# Data extracts
☆ ☆ ☆ ☆ ☆

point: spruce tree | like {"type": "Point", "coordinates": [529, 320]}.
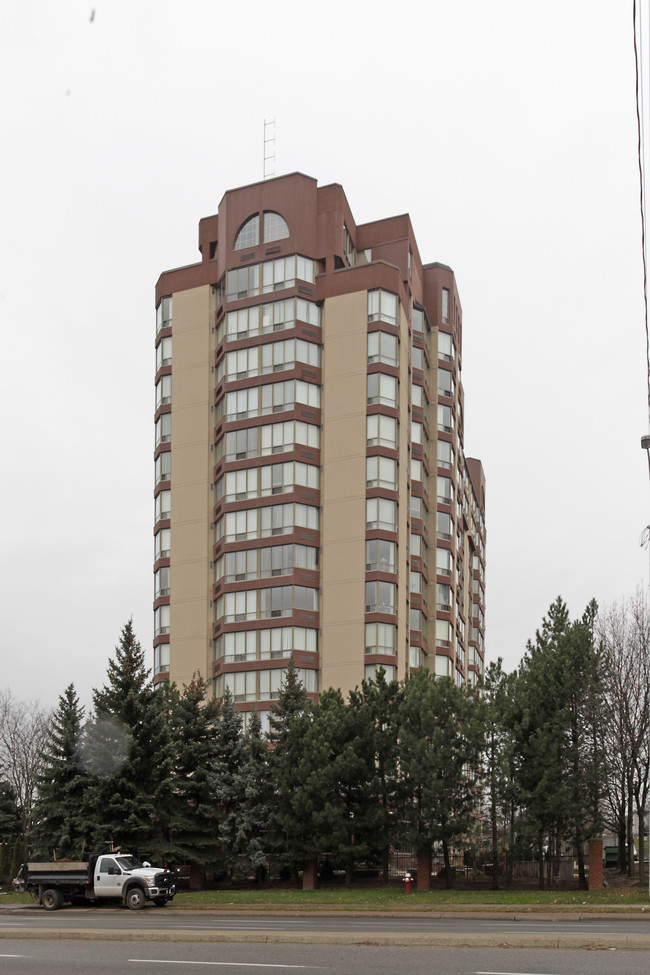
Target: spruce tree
{"type": "Point", "coordinates": [290, 821]}
{"type": "Point", "coordinates": [9, 812]}
{"type": "Point", "coordinates": [128, 749]}
{"type": "Point", "coordinates": [192, 820]}
{"type": "Point", "coordinates": [378, 702]}
{"type": "Point", "coordinates": [58, 814]}
{"type": "Point", "coordinates": [228, 782]}
{"type": "Point", "coordinates": [258, 798]}
{"type": "Point", "coordinates": [441, 736]}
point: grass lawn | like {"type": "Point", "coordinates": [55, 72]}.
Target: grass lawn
{"type": "Point", "coordinates": [395, 899]}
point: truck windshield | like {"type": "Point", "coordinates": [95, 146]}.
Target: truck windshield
{"type": "Point", "coordinates": [129, 863]}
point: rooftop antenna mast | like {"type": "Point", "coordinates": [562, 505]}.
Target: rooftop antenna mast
{"type": "Point", "coordinates": [269, 148]}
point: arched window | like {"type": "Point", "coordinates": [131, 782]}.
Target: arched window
{"type": "Point", "coordinates": [275, 226]}
{"type": "Point", "coordinates": [248, 234]}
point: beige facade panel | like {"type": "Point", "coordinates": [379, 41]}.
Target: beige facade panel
{"type": "Point", "coordinates": [190, 625]}
{"type": "Point", "coordinates": [343, 491]}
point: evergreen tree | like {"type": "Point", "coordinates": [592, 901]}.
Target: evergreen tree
{"type": "Point", "coordinates": [290, 820]}
{"type": "Point", "coordinates": [60, 827]}
{"type": "Point", "coordinates": [441, 736]}
{"type": "Point", "coordinates": [558, 695]}
{"type": "Point", "coordinates": [128, 749]}
{"type": "Point", "coordinates": [379, 703]}
{"type": "Point", "coordinates": [192, 821]}
{"type": "Point", "coordinates": [6, 847]}
{"type": "Point", "coordinates": [502, 798]}
{"type": "Point", "coordinates": [258, 798]}
{"type": "Point", "coordinates": [229, 781]}
{"type": "Point", "coordinates": [339, 784]}
{"type": "Point", "coordinates": [9, 812]}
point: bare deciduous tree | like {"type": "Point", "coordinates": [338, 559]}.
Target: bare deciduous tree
{"type": "Point", "coordinates": [23, 733]}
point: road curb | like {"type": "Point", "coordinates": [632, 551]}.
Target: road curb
{"type": "Point", "coordinates": [629, 942]}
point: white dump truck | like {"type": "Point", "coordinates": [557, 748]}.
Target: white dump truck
{"type": "Point", "coordinates": [105, 876]}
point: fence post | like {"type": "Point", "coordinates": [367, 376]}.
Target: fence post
{"type": "Point", "coordinates": [595, 864]}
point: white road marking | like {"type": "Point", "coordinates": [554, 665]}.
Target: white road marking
{"type": "Point", "coordinates": [231, 964]}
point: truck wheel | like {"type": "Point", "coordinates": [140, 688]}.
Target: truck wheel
{"type": "Point", "coordinates": [135, 899]}
{"type": "Point", "coordinates": [52, 899]}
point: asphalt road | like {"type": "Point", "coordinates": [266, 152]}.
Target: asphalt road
{"type": "Point", "coordinates": [35, 957]}
{"type": "Point", "coordinates": [481, 928]}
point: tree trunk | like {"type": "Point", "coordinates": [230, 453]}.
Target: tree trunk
{"type": "Point", "coordinates": [448, 874]}
{"type": "Point", "coordinates": [641, 820]}
{"type": "Point", "coordinates": [630, 832]}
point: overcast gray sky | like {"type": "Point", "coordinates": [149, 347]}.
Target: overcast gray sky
{"type": "Point", "coordinates": [506, 129]}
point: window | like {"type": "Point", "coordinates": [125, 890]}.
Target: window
{"type": "Point", "coordinates": [416, 619]}
{"type": "Point", "coordinates": [381, 472]}
{"type": "Point", "coordinates": [284, 271]}
{"type": "Point", "coordinates": [248, 234]}
{"type": "Point", "coordinates": [161, 582]}
{"type": "Point", "coordinates": [380, 597]}
{"type": "Point", "coordinates": [163, 466]}
{"type": "Point", "coordinates": [381, 638]}
{"type": "Point", "coordinates": [370, 672]}
{"type": "Point", "coordinates": [445, 490]}
{"type": "Point", "coordinates": [161, 658]}
{"type": "Point", "coordinates": [240, 566]}
{"type": "Point", "coordinates": [381, 514]}
{"type": "Point", "coordinates": [382, 347]}
{"type": "Point", "coordinates": [445, 347]}
{"type": "Point", "coordinates": [241, 444]}
{"type": "Point", "coordinates": [445, 306]}
{"type": "Point", "coordinates": [444, 562]}
{"type": "Point", "coordinates": [242, 403]}
{"type": "Point", "coordinates": [243, 282]}
{"type": "Point", "coordinates": [382, 306]}
{"type": "Point", "coordinates": [164, 352]}
{"type": "Point", "coordinates": [163, 391]}
{"type": "Point", "coordinates": [380, 555]}
{"type": "Point", "coordinates": [280, 478]}
{"type": "Point", "coordinates": [445, 382]}
{"type": "Point", "coordinates": [443, 633]}
{"type": "Point", "coordinates": [277, 397]}
{"type": "Point", "coordinates": [278, 356]}
{"type": "Point", "coordinates": [238, 606]}
{"type": "Point", "coordinates": [444, 666]}
{"type": "Point", "coordinates": [237, 526]}
{"type": "Point", "coordinates": [163, 505]}
{"type": "Point", "coordinates": [444, 526]}
{"type": "Point", "coordinates": [163, 428]}
{"type": "Point", "coordinates": [381, 431]}
{"type": "Point", "coordinates": [162, 544]}
{"type": "Point", "coordinates": [417, 357]}
{"type": "Point", "coordinates": [416, 658]}
{"type": "Point", "coordinates": [241, 364]}
{"type": "Point", "coordinates": [164, 314]}
{"type": "Point", "coordinates": [275, 227]}
{"type": "Point", "coordinates": [348, 246]}
{"type": "Point", "coordinates": [382, 389]}
{"type": "Point", "coordinates": [161, 620]}
{"type": "Point", "coordinates": [445, 454]}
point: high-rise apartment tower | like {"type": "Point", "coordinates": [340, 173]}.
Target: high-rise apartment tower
{"type": "Point", "coordinates": [312, 495]}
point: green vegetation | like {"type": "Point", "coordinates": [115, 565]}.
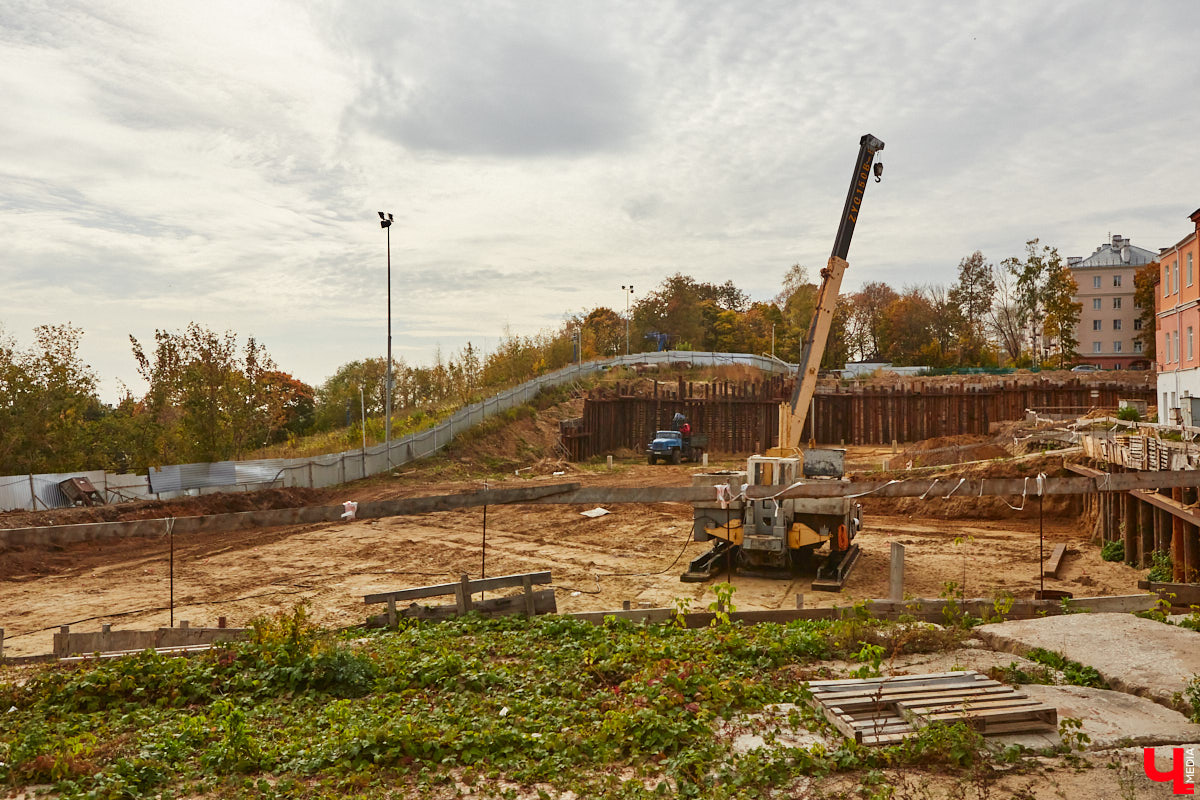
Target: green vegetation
{"type": "Point", "coordinates": [1073, 672]}
{"type": "Point", "coordinates": [498, 705]}
{"type": "Point", "coordinates": [1129, 414]}
{"type": "Point", "coordinates": [1162, 570]}
{"type": "Point", "coordinates": [1113, 551]}
{"type": "Point", "coordinates": [1050, 666]}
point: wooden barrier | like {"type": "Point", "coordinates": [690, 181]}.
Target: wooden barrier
{"type": "Point", "coordinates": [743, 416]}
{"type": "Point", "coordinates": [529, 602]}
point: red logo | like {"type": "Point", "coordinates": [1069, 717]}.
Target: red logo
{"type": "Point", "coordinates": [1183, 769]}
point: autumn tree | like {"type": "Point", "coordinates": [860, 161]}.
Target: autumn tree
{"type": "Point", "coordinates": [1005, 316]}
{"type": "Point", "coordinates": [210, 397]}
{"type": "Point", "coordinates": [867, 329]}
{"type": "Point", "coordinates": [972, 295]}
{"type": "Point", "coordinates": [1062, 312]}
{"type": "Point", "coordinates": [604, 332]}
{"type": "Point", "coordinates": [1038, 286]}
{"type": "Point", "coordinates": [1145, 292]}
{"type": "Point", "coordinates": [47, 397]}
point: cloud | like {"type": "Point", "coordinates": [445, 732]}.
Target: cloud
{"type": "Point", "coordinates": [495, 85]}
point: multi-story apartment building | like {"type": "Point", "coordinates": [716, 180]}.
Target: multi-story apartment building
{"type": "Point", "coordinates": [1177, 323]}
{"type": "Point", "coordinates": [1110, 322]}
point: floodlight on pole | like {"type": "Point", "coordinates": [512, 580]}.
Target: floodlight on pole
{"type": "Point", "coordinates": [385, 221]}
{"type": "Point", "coordinates": [629, 293]}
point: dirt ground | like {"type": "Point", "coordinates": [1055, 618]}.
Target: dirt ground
{"type": "Point", "coordinates": [634, 553]}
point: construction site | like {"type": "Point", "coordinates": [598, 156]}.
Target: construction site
{"type": "Point", "coordinates": [1029, 512]}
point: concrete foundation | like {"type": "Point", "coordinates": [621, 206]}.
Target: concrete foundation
{"type": "Point", "coordinates": [1134, 655]}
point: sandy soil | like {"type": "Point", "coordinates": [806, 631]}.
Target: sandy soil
{"type": "Point", "coordinates": [635, 553]}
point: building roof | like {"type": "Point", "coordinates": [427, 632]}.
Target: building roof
{"type": "Point", "coordinates": [1116, 253]}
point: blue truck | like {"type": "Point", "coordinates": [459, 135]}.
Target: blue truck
{"type": "Point", "coordinates": [675, 447]}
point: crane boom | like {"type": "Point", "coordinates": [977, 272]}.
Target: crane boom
{"type": "Point", "coordinates": [793, 414]}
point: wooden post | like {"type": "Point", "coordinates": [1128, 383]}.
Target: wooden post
{"type": "Point", "coordinates": [1177, 552]}
{"type": "Point", "coordinates": [527, 585]}
{"type": "Point", "coordinates": [1131, 529]}
{"type": "Point", "coordinates": [462, 594]}
{"type": "Point", "coordinates": [1145, 531]}
{"type": "Point", "coordinates": [1191, 552]}
{"type": "Point", "coordinates": [895, 578]}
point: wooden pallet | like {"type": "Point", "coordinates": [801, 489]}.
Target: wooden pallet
{"type": "Point", "coordinates": [885, 710]}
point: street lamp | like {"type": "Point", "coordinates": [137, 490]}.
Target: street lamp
{"type": "Point", "coordinates": [629, 293]}
{"type": "Point", "coordinates": [385, 221]}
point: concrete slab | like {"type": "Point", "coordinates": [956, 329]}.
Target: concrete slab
{"type": "Point", "coordinates": [1116, 720]}
{"type": "Point", "coordinates": [1134, 655]}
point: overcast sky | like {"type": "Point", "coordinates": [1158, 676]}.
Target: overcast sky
{"type": "Point", "coordinates": [222, 162]}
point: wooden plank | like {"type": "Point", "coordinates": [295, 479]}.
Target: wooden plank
{"type": "Point", "coordinates": [897, 690]}
{"type": "Point", "coordinates": [969, 705]}
{"type": "Point", "coordinates": [984, 715]}
{"type": "Point", "coordinates": [1050, 570]}
{"type": "Point", "coordinates": [481, 584]}
{"type": "Point", "coordinates": [544, 603]}
{"type": "Point", "coordinates": [1186, 594]}
{"type": "Point", "coordinates": [839, 722]}
{"type": "Point", "coordinates": [406, 506]}
{"type": "Point", "coordinates": [857, 704]}
{"type": "Point", "coordinates": [927, 678]}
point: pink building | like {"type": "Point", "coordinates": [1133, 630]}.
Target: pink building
{"type": "Point", "coordinates": [1177, 323]}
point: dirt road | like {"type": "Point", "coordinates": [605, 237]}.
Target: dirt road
{"type": "Point", "coordinates": [635, 553]}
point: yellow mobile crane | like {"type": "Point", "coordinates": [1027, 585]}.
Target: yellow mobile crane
{"type": "Point", "coordinates": [775, 536]}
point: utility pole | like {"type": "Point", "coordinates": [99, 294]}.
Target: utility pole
{"type": "Point", "coordinates": [629, 293]}
{"type": "Point", "coordinates": [385, 221]}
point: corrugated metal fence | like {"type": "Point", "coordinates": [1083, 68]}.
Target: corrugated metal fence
{"type": "Point", "coordinates": [33, 492]}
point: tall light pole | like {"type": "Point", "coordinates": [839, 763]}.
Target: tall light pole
{"type": "Point", "coordinates": [385, 221]}
{"type": "Point", "coordinates": [629, 293]}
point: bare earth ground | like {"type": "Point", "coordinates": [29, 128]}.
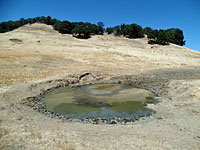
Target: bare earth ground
{"type": "Point", "coordinates": [46, 58]}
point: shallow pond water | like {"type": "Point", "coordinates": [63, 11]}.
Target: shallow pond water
{"type": "Point", "coordinates": [99, 101]}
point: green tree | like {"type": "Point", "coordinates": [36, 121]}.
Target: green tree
{"type": "Point", "coordinates": [152, 34]}
{"type": "Point", "coordinates": [162, 39]}
{"type": "Point", "coordinates": [133, 31]}
{"type": "Point", "coordinates": [110, 30]}
{"type": "Point", "coordinates": [48, 20]}
{"type": "Point", "coordinates": [147, 30]}
{"type": "Point", "coordinates": [179, 37]}
{"type": "Point", "coordinates": [21, 21]}
{"type": "Point", "coordinates": [64, 27]}
{"type": "Point", "coordinates": [100, 28]}
{"type": "Point", "coordinates": [81, 31]}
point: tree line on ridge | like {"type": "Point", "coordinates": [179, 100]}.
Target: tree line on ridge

☆ ☆ ☆ ☆ ☆

A bare number is expected: how many lines above contain the word "ridge"?

2